### [What to do]
• A. In two sentences, summarize the article on language models in cyber threat intelligence.
• B. Write the next part of the article on language models in cyber threat intelligence, picking up after its final sentence.

### [Extract provided]
* * * *

Transforming Cyber Threat Intelligence with Language Models and GPT-3

digitalkarachi.com 22 November 2023 2 min read

Threat Intelligence (TI) is a complex field whose aim is to understand and predict threats based on data collected across the open internet, dark-web forums, vendor advisories and post-incident reports. For two decades, the workflow has been the same: highly trained analysts read enormous amounts of unstructured text, then write neat structured reports. Large language models are about to upend every step of that pipeline.

The bottleneck nobody talks about

The hard part of TI has never been the data — there is too much of it. The hard part is converting prose into structured indicators of compromise (IoCs), TTPs and MITRE ATT&CK mappings, and doing it fast enough to matter. A senior analyst can read about 20,000 words of threat reporting per day. The internet produces more than that every minute.

Where GPT-class models actually help

1. Few-shot IoC extraction

Given five examples of "extract every IP, domain, hash, CVE and malware family from this paragraph", GPT-3.5 reaches roughly 92% recall on standard TI benchmarks. That is good enough to use as an analyst's first pass, with a human reviewing the 8%.

2. ATT&CK mapping

Mapping a narrative ("the actor used a scheduled task to maintain persistence") to a specific ATT&CK technique (T1053.005) used to take an experienced analyst 15 minutes per report. A retrieval-augmented LLM does it in under three seconds, with the citation embedded.

3. Cross-language correlation

A surprising amount of high-signal TI is in Russian, Mandarin, Persian and Arabic. Translation quality is now good enough that a single English-speaking analyst can run a multilingual workflow that previously required a small team.

* * * *

### [Available data]

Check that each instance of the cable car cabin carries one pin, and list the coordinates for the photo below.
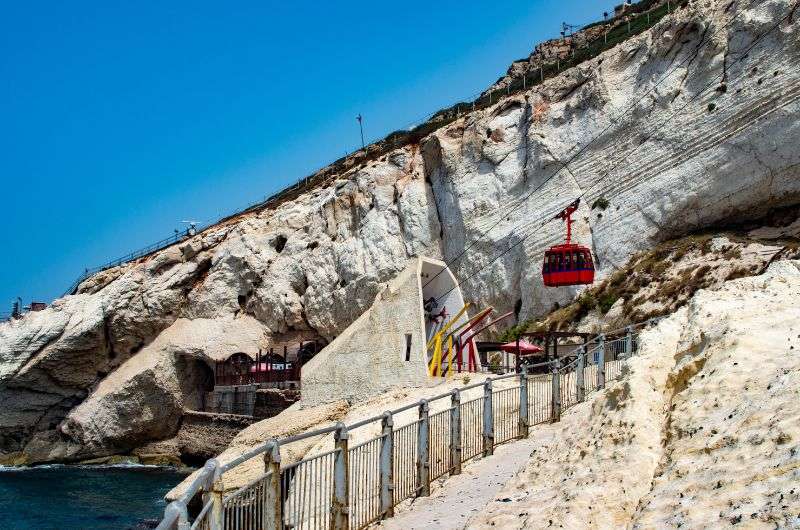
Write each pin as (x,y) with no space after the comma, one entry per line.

* * * *

### [Answers for the tasks]
• A. Threat intelligence work has long depended on analysts reading huge amounts of unstructured text, and its real bottleneck is turning that prose into structured indicators, TTPs and ATT&CK mappings fast enough to matter. GPT-class models help by extracting indicators with roughly 92% recall, mapping narratives to ATT&CK techniques in under three seconds, and making translation good enough for one English-speaking analyst to run a multilingual workflow.

• B.
The RAG pattern for TI

Retrieval-Augmented Generation is the architecture that actually works in production:

Ingest reports, blogs, forum dumps into a vector database keyed by sentence embeddings.
For a given question (e.g. "what is APT41's latest C2 infrastructure?") retrieve the top-K relevant chunks.
Pass them as context to the LLM and demand a citation for every claim.
Refuse to answer if the citations don't exist — this is the single most important guardrail.

Where it still fails

Novel actors: zero-shot reasoning about a never-before-seen group is unreliable.
Attribution: LLMs will happily over-attribute on weak evidence if you let them.
Adversarial poisoning: threat actors are already seeding fake reports to manipulate downstream RAG pipelines.

What this means for the analyst's job

It does not eliminate the analyst. It eliminates the boring 80% of the analyst's day — extraction, mapping, translation, summary — and concentrates their time on the 20% that actually requires judgement: attribution, prediction and writing the briefing the CISO will read.

The TI teams that lean into this shift in 2024 will produce more, better, faster intelligence than the teams that don't. The gap will compound.